= TASK MATERIAL =
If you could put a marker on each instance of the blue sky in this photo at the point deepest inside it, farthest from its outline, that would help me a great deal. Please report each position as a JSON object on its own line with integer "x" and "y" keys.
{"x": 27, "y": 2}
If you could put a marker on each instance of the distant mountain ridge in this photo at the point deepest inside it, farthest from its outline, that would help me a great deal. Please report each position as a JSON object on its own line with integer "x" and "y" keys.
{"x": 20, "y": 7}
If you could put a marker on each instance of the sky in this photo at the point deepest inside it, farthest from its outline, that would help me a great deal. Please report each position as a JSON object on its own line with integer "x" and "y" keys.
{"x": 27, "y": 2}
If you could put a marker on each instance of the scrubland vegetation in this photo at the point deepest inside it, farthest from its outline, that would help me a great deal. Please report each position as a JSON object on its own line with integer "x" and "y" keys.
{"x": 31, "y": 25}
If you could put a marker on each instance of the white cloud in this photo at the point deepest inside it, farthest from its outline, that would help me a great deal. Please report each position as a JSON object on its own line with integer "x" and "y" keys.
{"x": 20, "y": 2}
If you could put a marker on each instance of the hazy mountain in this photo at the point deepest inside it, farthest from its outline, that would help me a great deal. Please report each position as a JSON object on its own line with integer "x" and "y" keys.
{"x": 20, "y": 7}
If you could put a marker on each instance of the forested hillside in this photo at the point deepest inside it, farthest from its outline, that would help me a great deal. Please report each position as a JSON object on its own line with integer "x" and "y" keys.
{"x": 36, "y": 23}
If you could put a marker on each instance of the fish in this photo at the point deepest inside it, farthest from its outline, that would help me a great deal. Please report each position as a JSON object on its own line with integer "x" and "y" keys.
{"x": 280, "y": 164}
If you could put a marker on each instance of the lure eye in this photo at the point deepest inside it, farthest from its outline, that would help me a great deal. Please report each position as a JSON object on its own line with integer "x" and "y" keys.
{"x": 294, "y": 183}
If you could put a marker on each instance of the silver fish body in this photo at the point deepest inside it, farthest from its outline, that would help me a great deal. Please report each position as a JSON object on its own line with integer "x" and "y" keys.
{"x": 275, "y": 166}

= ACTION ITEM =
Exactly as shown, output all of the material above.

= RESULT =
If you could put a marker on each instance of the blue sky in this photo at the point deepest inside it, farthest from its outline, that would help me a great deal. Please report each position as a JSON object on its own line with integer "x" and "y" keys.
{"x": 27, "y": 2}
If you could put a marker on each instance of the distant mountain ridge in this photo at the point deepest inside it, farthest from its outline, that would help me a great deal. Please report each position as a JSON object on its own line with integer "x" and "y" keys.
{"x": 20, "y": 7}
If you could put a marker on each instance of the sky in this photo at the point deepest inside it, farthest from its outline, that would help me a great deal. Please report each position as a JSON object on its own line with integer "x" and "y" keys.
{"x": 27, "y": 2}
If you could put a marker on each instance of the scrubland vegetation in this photo at the point deepest inside it, farthest from its outline, that would help me a great deal. Please report each position as a JSON object on its own line with integer "x" and "y" keys.
{"x": 31, "y": 25}
If you could put a marker on each instance of the white cloud in this photo at the point deepest inside it, farthest from its outline, that would help me a great deal. Please report each position as a JSON object on its own line with integer "x" and "y" keys.
{"x": 20, "y": 2}
If you could put a marker on each instance of the hazy mountain in this photo at the point deepest inside it, farthest from its outline, that would help me a great deal. Please report each position as a JSON object on its own line with integer "x" and "y" keys.
{"x": 20, "y": 7}
If you could put a marker on each instance of the forested hillside in this photo at the point deepest inside it, farthest from its outline, that would help me a great deal. Please report each position as a JSON object on its own line with integer "x" and "y" keys.
{"x": 36, "y": 23}
If you could put a marker on each instance of the fish in this photo at the point deepest inside it, farthest from its outline, that would help me a great deal. Please report each position as a JSON object on its own line with integer "x" and "y" keys.
{"x": 280, "y": 164}
If you could put a marker on each instance of the lure eye in this photo at the point deepest inside it, farthest from its outline, that would help me a great deal. Please report each position as a JSON object on its own line with integer "x" and "y" keys.
{"x": 294, "y": 183}
If you could put a marker on each instance of the silver fish body in this photo at the point deepest inside it, farthest from its outline, that would help me a great deal. Please report each position as a JSON object on its own line with integer "x" and "y" keys.
{"x": 275, "y": 166}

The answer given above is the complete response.